_Problem requirements_
Please rewrite every line of the records below as a numbered list, leaving out blank lines and the pictures.
• • • • •
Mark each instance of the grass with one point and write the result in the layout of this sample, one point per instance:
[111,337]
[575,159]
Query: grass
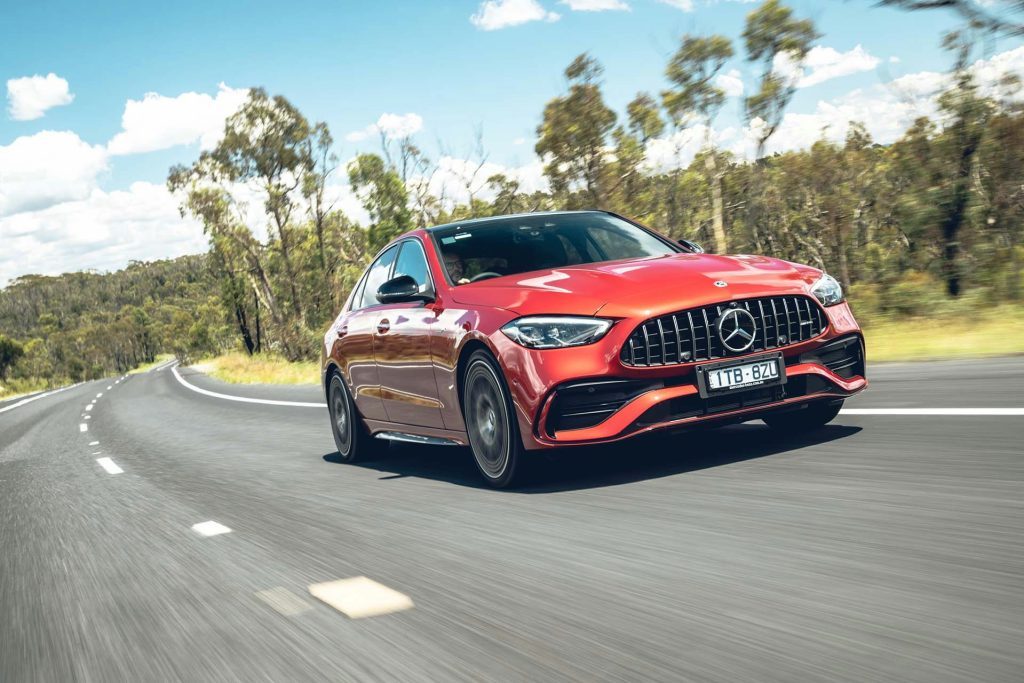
[244,369]
[19,387]
[994,332]
[162,358]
• • • • •
_Output of the exercise_
1. Mark each instance of the grass with one point and write the result in the layout of this sample, one point per instance:
2. [111,337]
3. [575,159]
4. Query: grass
5. [244,369]
6. [19,387]
7. [994,332]
8. [162,358]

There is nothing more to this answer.